PROMPT: Retype all entries exactly as they stand, excluding pictures.
※
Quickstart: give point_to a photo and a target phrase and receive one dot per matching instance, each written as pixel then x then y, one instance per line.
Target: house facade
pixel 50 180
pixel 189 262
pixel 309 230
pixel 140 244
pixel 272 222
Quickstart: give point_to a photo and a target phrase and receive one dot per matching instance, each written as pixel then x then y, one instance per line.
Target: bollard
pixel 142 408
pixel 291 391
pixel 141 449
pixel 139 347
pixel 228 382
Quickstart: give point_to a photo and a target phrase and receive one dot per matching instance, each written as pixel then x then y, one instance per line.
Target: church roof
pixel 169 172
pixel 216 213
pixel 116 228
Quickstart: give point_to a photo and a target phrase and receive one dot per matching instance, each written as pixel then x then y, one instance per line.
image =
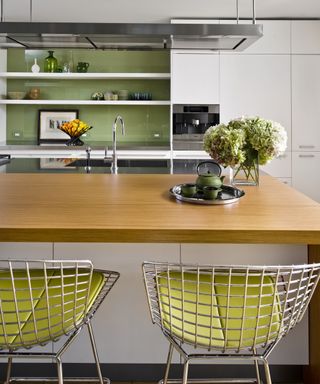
※
EXERCISE SOLUTION:
Quickstart: give point_to a photo and a target phrase and receive one dot per matching instance, each written as pixel then x then y, one instance per line.
Target: house facade
pixel 50 180
pixel 189 262
pixel 309 230
pixel 140 244
pixel 272 222
Quickstart: give point_to a photo and a target phrase and receive one dot per matching instance, each written as pixel then x then y, one instance per line.
Target: bollard
pixel 142 408
pixel 291 391
pixel 141 449
pixel 139 347
pixel 228 382
Quickstart: give point_to a photo and a target phrase and receive one dot per matching instance, each written as pixel then x then y, one instance per line.
Target: church roof
pixel 169 172
pixel 216 213
pixel 116 228
Quickstart: give point_to a photo and a target phrase and receive one dot per matching instance, each written as pixel then x then y, one instance per line.
image =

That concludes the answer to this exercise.